WHAT TO PRODUCE ▸ Repeat the listing in full. Nothing may be added or left out.

Dataset records about object locations
+===+

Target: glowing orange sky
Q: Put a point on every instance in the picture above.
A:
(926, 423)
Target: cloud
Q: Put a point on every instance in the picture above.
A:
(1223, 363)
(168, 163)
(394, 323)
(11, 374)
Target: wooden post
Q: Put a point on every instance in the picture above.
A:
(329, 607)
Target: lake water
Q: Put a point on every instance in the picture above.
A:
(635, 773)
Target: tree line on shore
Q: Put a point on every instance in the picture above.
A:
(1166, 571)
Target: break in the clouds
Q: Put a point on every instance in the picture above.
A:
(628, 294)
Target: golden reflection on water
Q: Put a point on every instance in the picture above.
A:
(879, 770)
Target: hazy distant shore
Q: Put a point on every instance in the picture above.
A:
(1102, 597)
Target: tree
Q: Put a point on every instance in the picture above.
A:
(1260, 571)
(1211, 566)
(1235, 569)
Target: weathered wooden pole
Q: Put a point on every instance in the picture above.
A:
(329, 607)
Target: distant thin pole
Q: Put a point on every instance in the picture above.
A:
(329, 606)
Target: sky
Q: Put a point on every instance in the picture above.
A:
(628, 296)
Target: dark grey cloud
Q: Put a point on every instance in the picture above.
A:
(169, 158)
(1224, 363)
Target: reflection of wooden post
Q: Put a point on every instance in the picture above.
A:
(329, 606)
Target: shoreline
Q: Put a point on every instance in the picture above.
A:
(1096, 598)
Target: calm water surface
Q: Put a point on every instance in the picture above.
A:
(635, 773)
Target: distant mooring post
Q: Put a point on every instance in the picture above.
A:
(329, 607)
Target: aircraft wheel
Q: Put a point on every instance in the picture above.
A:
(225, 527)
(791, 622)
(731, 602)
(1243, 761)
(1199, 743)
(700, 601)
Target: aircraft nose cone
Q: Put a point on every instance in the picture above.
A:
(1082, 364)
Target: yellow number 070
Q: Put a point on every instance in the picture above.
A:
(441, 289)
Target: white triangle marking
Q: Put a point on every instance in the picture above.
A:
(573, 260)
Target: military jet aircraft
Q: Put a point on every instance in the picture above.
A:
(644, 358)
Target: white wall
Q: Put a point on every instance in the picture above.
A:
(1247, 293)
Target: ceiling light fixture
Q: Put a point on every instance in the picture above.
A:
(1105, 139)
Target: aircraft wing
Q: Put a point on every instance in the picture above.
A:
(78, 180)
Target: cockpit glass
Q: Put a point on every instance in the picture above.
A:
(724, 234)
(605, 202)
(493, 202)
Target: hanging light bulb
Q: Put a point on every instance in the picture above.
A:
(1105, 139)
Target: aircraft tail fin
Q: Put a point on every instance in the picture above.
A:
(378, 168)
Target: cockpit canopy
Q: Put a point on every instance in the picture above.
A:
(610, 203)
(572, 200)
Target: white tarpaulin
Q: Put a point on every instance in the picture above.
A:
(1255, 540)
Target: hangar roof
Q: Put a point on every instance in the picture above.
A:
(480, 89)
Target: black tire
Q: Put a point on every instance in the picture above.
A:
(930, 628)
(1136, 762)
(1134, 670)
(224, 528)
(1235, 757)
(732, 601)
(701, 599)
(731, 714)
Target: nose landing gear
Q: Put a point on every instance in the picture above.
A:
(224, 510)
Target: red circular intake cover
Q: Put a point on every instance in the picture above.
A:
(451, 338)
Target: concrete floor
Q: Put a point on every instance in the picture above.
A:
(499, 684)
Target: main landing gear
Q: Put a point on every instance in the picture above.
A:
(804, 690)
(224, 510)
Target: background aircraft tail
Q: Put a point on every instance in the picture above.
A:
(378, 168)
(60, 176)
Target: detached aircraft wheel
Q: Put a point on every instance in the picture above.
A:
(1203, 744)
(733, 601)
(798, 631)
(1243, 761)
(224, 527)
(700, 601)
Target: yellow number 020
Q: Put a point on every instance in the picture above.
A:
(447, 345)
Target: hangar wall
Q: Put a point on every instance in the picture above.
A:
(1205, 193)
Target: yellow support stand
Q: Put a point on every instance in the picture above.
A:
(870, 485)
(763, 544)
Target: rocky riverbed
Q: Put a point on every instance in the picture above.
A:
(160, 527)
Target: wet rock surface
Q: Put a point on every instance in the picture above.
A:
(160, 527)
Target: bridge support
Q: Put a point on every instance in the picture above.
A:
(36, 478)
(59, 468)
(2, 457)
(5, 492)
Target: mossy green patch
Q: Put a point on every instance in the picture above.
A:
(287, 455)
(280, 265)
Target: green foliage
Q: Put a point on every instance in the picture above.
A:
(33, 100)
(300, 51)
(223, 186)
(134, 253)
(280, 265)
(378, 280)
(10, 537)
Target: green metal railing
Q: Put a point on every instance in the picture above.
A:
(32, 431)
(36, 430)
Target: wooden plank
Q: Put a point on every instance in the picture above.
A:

+===+

EXPECTED ANSWER ▸
Target: glowing orange sky
Q: Put a point on every instance in the picture above.
A:
(926, 423)
Target: cloud
Q: Put a point on every instance in the picture above.
A:
(1223, 363)
(168, 163)
(394, 323)
(11, 374)
Target: wooden post
Q: Put a point on every instance in the picture above.
A:
(329, 607)
Target: lake water
Q: Put a point on every instance in the picture above.
A:
(635, 773)
Target: tree line on shore
Q: Put a point on every instance in the picture above.
A:
(1166, 571)
Target: break in the clouds
Q: Put a point on every instance in the picture above.
A:
(628, 294)
Target: golden reflection on water
Q: Put a point on every instance in the picture above.
A:
(879, 770)
Target: hazy distant shore
Q: Put a point on every instance in the picture above.
A:
(1102, 597)
Target: tree
Q: Put a point on every instance in the picture above.
A:
(1260, 571)
(1211, 566)
(1235, 569)
Target: weathered wooden pole
Q: Put a point on every instance in the picture above.
A:
(329, 607)
Target: distant thin pole
Q: Put a point on every instance in the picture above.
A:
(329, 606)
Target: sky
Q: Put a point on every instance in the picture above.
A:
(628, 296)
Target: dark grey cloud
Q: Put a point on every instance in the picture above.
A:
(169, 158)
(1224, 363)
Target: reflection of wooden post
Q: Put a point on every instance in the picture above.
A:
(329, 606)
Target: shoreline
Q: Put a point on every instance in the picture above.
A:
(1096, 598)
Target: calm water surface
Q: Put a point on every instance in the picture above.
A:
(635, 773)
Target: distant mooring post
Q: Put a point on every instance in the picture above.
A:
(329, 607)
Target: aircraft wheel
Q: Put a point on every instance in the picture above.
A:
(225, 527)
(791, 622)
(731, 602)
(1243, 761)
(1199, 743)
(700, 601)
Target: aircraft nose cone
Q: Put a point on every instance in the picture above.
A:
(1082, 364)
Target: yellow number 070
Q: Put a point on every instance in the picture above.
A:
(441, 289)
Target: white triangle marking
Q: Put a point on every instance in the picture above.
A:
(573, 260)
Target: military jet aircraft
Q: Put a point on every instance in the picture above.
A:
(644, 358)
Target: white wall
Q: Put a point on every instance in the picture above.
A:
(1247, 293)
Target: ceiling light fixture
Q: Put a point on every instance in the picture above.
A:
(1105, 139)
Target: aircraft wing
Q: Put a point on every instance in the picture above.
A:
(78, 180)
Target: cockpit glass
Q: Put a point on every instance in the picture above.
A:
(724, 234)
(605, 202)
(493, 202)
Target: hanging light bulb
Q: Put a point on every instance in the picture above.
A:
(1105, 139)
Target: aircraft tail fin
Q: Put a point on every instance in the picture above.
A:
(378, 168)
Target: cockpit canopy
Q: Put a point on every instance in the picture above.
A:
(610, 203)
(572, 200)
Target: white tarpaulin
Q: Put a point on every instance in the picture above.
A:
(1255, 540)
Target: hangar roof
Q: Put a point on every instance in the picture above.
A:
(480, 89)
Target: black tire
Q: Put a point on every instance in the picture above.
A:
(930, 628)
(1136, 762)
(1134, 670)
(224, 528)
(1235, 757)
(732, 601)
(701, 599)
(731, 714)
Target: nose landing gear
Q: Put a point on every instance in the picture above.
A:
(224, 510)
Target: red circular intake cover
Q: Put a point on every instance in the picture above.
A:
(451, 338)
Target: concrete floor
Q: Put a point on every instance in the picture above.
A:
(499, 684)
Target: main landing gear
Q: Put a point on every instance in the picture above.
A:
(804, 690)
(224, 510)
Target: background aircraft tail
Q: Put a point on every instance in the picture above.
A:
(378, 168)
(60, 176)
Target: detached aircraft wheel
Q: Put a point on every instance in the picture above.
A:
(1203, 744)
(733, 601)
(798, 631)
(1243, 761)
(224, 527)
(700, 601)
Target: yellow number 020
Q: Put a point on every instance in the picture above.
A:
(447, 345)
Target: hangar wall
Q: Put a point on every instance in the picture above.
A:
(1205, 193)
Target: yellow support stand
Q: Put a point on every instance in the picture above.
A:
(870, 485)
(763, 544)
Target: rocky riverbed
Q: Put a point on every instance in the picture above.
A:
(160, 527)
Target: wet rock surface
Q: Put a point on every instance in the picture above.
A:
(160, 527)
Target: bridge support
Q: Put a point on every instance in the picture above.
A:
(36, 478)
(59, 468)
(2, 457)
(5, 492)
Target: mossy green patch
Q: Put a point on every instance in the picture above.
A:
(287, 455)
(280, 265)
Target: green foliage
Q: Put a point on every instance in the picture above.
A:
(33, 100)
(300, 51)
(223, 186)
(134, 253)
(280, 265)
(378, 280)
(10, 537)
Target: green metal railing
Q: Put a point on every instance in the picture above.
A:
(32, 431)
(36, 430)
Target: wooden plank
Q: Put a point on every instance in the picture above.
A:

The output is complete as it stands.